**Assigned task:** Please print the records below exactly as they are.

Stored items from a collection
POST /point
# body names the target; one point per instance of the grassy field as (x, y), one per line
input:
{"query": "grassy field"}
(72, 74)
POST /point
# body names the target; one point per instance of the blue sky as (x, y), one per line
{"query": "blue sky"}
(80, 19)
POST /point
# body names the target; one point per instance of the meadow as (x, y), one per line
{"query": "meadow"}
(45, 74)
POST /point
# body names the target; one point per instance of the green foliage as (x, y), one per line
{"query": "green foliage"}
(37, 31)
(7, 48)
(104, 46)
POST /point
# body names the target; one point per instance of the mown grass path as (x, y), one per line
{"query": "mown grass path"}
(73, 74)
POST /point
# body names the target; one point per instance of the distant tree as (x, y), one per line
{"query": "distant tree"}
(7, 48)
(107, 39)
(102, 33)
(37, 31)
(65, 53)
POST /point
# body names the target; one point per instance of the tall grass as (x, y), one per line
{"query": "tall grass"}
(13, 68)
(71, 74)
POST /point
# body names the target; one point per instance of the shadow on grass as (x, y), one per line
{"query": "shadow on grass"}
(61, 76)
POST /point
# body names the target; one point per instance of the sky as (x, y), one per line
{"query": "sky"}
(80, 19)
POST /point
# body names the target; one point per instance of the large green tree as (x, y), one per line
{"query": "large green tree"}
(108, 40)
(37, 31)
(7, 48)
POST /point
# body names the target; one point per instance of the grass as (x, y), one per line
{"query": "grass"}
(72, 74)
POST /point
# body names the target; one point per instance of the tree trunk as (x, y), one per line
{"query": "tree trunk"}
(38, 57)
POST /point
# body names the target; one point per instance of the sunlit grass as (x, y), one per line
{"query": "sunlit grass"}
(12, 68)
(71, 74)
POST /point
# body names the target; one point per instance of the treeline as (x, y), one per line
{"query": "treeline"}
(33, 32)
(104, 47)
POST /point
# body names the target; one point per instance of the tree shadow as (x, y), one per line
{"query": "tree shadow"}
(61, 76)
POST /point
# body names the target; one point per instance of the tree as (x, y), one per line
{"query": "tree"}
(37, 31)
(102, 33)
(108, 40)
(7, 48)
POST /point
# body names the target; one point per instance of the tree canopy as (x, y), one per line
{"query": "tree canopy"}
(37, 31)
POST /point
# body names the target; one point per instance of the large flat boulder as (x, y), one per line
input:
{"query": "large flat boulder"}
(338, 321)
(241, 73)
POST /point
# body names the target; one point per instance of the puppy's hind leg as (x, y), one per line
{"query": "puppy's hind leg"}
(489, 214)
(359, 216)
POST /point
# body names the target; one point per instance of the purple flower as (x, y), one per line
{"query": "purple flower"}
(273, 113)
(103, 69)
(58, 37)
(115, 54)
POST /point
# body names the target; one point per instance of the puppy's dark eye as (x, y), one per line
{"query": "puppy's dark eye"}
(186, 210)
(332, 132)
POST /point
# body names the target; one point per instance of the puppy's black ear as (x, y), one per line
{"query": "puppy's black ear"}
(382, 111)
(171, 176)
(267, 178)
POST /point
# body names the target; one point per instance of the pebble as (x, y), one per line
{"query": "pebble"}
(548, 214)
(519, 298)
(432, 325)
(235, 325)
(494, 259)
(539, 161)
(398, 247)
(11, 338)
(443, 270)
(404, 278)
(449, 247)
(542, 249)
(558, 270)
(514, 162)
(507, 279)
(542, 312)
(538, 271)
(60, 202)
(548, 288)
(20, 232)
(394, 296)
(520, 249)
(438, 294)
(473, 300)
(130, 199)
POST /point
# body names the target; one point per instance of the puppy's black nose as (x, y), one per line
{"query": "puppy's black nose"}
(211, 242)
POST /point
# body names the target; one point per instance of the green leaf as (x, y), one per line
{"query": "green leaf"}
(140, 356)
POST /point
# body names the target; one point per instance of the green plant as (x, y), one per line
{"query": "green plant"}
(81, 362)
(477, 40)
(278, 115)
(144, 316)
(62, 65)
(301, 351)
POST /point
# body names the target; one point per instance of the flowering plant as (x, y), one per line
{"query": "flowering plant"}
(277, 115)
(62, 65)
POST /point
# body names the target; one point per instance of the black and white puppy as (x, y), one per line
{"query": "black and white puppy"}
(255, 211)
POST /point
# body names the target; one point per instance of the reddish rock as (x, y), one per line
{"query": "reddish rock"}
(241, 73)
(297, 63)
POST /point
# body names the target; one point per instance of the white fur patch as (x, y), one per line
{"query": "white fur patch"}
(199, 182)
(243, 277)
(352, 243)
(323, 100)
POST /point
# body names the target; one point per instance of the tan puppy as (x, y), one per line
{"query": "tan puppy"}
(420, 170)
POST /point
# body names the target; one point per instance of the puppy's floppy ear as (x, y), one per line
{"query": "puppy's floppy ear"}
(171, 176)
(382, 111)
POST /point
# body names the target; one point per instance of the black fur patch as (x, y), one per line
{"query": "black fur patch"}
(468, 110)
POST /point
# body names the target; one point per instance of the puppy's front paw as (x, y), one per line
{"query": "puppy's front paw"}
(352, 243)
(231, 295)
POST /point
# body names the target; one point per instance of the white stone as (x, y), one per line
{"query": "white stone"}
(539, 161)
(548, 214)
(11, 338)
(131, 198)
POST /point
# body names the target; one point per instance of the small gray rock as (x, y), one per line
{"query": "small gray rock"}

**Output below:**
POST /point
# body names the target; one point per instance of the grassy field as (x, y), one per line
input:
{"query": "grassy field"}
(72, 74)
POST /point
# body names the target; one point per instance of the blue sky as (x, y), one per line
{"query": "blue sky"}
(80, 19)
POST /point
# body names the target; one point per instance of the meadow as (x, y), one per line
{"query": "meadow"}
(45, 74)
POST /point
# body names the target; one point per instance of the green foliage as (x, y), one per line
{"query": "green foliage"}
(37, 31)
(7, 48)
(104, 46)
POST /point
# body names the target; one point per instance of the mown grass path as (x, y), one per line
{"query": "mown grass path"}
(73, 74)
POST /point
# body names the target; one point per instance of the distant tree as (x, y), one per line
{"query": "distant tree"}
(7, 48)
(107, 39)
(102, 33)
(37, 31)
(65, 53)
POST /point
# body names the target; one point per instance of the tall grass as (x, y), one per line
{"query": "tall grass"}
(13, 68)
(71, 74)
POST /point
# body names the target; one point per instance of the shadow on grass as (x, y), one per line
{"query": "shadow on grass"}
(61, 76)
POST /point
# body names the target; one point per instance of the sky as (x, y), one per line
{"query": "sky"}
(80, 19)
POST /point
# body names the target; one point per instance of the large green tree as (x, y), one per line
{"query": "large green tree"}
(108, 40)
(37, 31)
(7, 48)
POST /point
# body names the target; one point per instance of the grass as (x, y), one per line
{"query": "grass"}
(72, 74)
POST /point
# body names the target; one point per instance of the tree trunk as (x, y), one per line
{"query": "tree trunk"}
(38, 57)
POST /point
# body names the target; one point per instance of the sunlit grass as (x, y), one per line
{"query": "sunlit grass"}
(12, 68)
(71, 74)
POST /point
# body names the target; one point per instance of the treeline as (x, y), one per line
{"query": "treeline"}
(33, 32)
(104, 47)
POST /point
# body names the target; one point per instance of the tree shadow as (x, y), one per line
{"query": "tree shadow"}
(61, 76)
POST /point
# body names the target; one point per instance of the tree as (x, y), one per line
{"query": "tree"}
(37, 31)
(102, 33)
(108, 40)
(7, 48)
POST /point
# body names the target; one point per instance of the tree canopy as (x, y), one per line
{"query": "tree canopy"}
(37, 31)
POST /point
# body names the target; one point per instance of the large flat boulder as (x, y), one per line
input:
{"query": "large flat boulder"}
(338, 321)
(241, 73)
POST /point
# body names the target; one point per instance of the puppy's hind leg as (x, y), one per line
{"query": "puppy's hind leg"}
(489, 214)
(359, 216)
POST /point
# body names the target; one point per instance of the purple flower as (x, y), one per line
{"query": "purple flower"}
(273, 113)
(103, 69)
(58, 37)
(115, 54)
POST /point
# body names the target; one point per instance of the puppy's dark eye as (x, y), one per line
{"query": "puppy's dark eye"}
(186, 210)
(332, 132)
POST /point
# body names the target; one point per instance of the puppy's black ear as (x, y), one per line
{"query": "puppy's black ear"}
(382, 111)
(171, 176)
(267, 178)
POST /point
# body names the target; one point per instance of the pebble as (x, y), one per line
{"query": "pebble"}
(548, 214)
(519, 298)
(432, 325)
(235, 325)
(494, 259)
(539, 161)
(398, 247)
(11, 338)
(443, 270)
(404, 278)
(449, 247)
(542, 249)
(558, 270)
(514, 162)
(507, 279)
(542, 312)
(538, 271)
(60, 202)
(548, 288)
(20, 232)
(394, 296)
(520, 249)
(438, 294)
(473, 300)
(130, 199)
POST /point
# body names the target; one point per instance of the puppy's black nose as (x, y), one per line
{"query": "puppy's black nose"}
(211, 242)
POST /point
# body names the target; one point per instance of the green leaf as (x, y), one per line
{"query": "green leaf"}
(140, 356)
POST /point
# body names the target; one point per instance of the green plant as (x, y), one per line
{"query": "green plant"}
(81, 362)
(477, 40)
(278, 115)
(144, 316)
(62, 65)
(301, 351)
POST /point
# body names the target; one point per instance of the flowering plant as (x, y), one per line
{"query": "flowering plant"}
(277, 115)
(62, 65)
POST /point
# body names the target; one point per instance of the black and white puppy as (x, y), one per line
{"query": "black and white puppy"}
(255, 211)
POST /point
# body names the target; one point per instance of the reddish rock as (x, y), one per line
{"query": "reddish rock"}
(241, 73)
(297, 63)
POST /point
# body names the target; one point per instance of the white fur patch as (x, y), one per line
{"query": "white fur patch"}
(199, 182)
(243, 277)
(352, 243)
(323, 100)
POST /point
# body names the target; one point per instance of the tan puppy as (x, y), one per line
{"query": "tan puppy"}
(420, 170)
POST /point
# body names the target; one point per instance of the puppy's floppy ear as (x, y), one per line
{"query": "puppy's floppy ear"}
(171, 176)
(382, 111)
POST /point
# body names the target; one point per instance of the black fur patch as (x, y), one per line
{"query": "black fur patch"}
(468, 110)
POST /point
# body names the target; one point per instance of the puppy's front paw as (x, y), one per line
{"query": "puppy's front paw"}
(352, 243)
(231, 295)
POST /point
# body names the target; one point per instance of the white stone as (x, y), one per line
{"query": "white stone"}
(539, 161)
(548, 214)
(11, 338)
(131, 198)
POST /point
# body names the target; one point per instance of the small gray rock as (x, y), one per line
{"query": "small gray rock"}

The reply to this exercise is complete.